* Short task:
Pick out every line below that contains the string "query". Case counts.

:::

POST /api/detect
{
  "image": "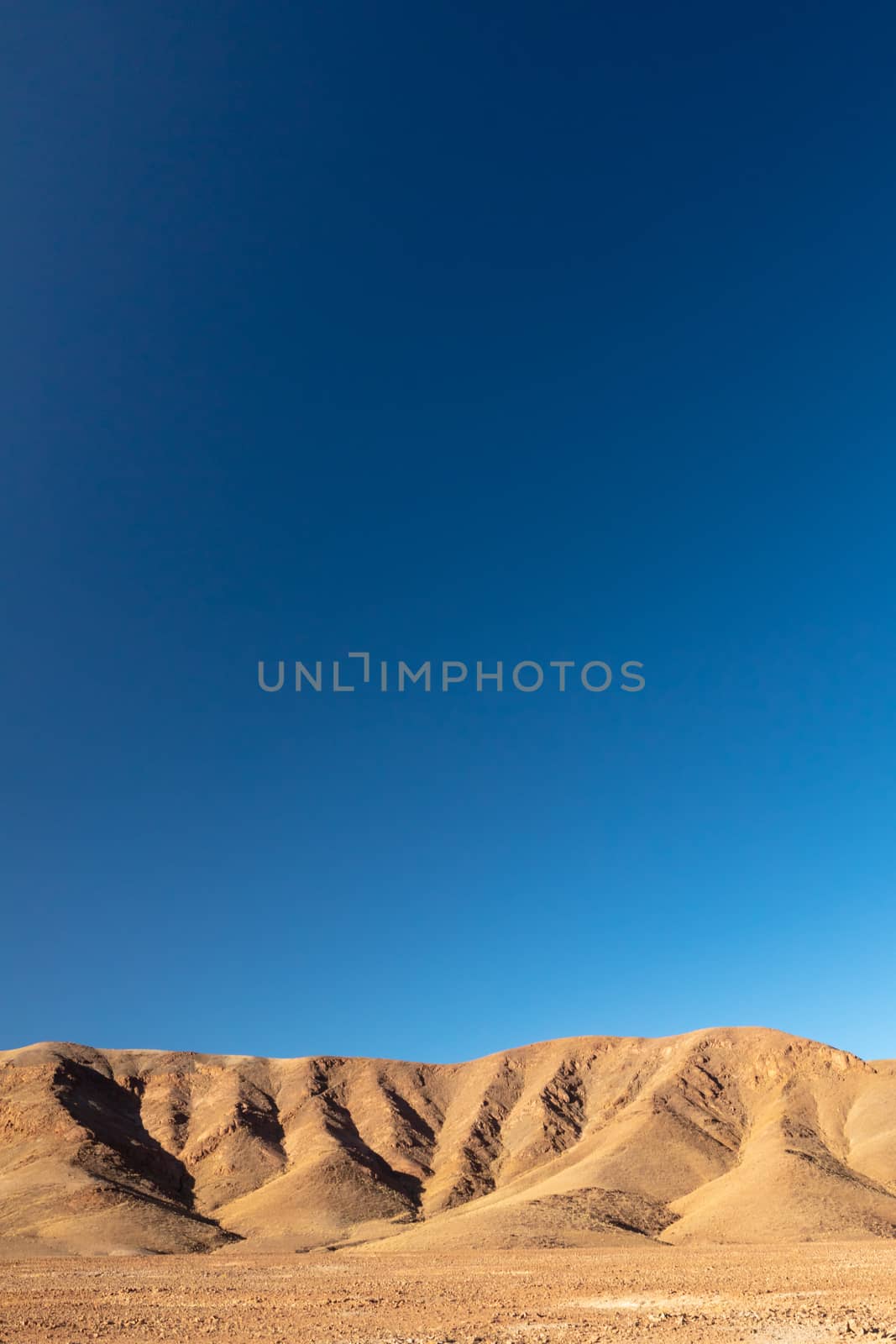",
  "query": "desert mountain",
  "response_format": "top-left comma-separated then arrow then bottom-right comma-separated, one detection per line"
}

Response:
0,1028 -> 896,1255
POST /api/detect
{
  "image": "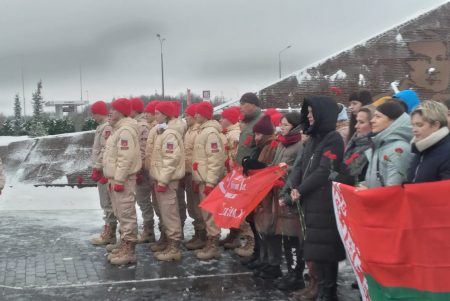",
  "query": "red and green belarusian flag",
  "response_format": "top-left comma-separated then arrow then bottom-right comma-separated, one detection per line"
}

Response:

:::

* Output for this exercise:
  "query": "desert mountain",
  "query": "red and green belarusian flag",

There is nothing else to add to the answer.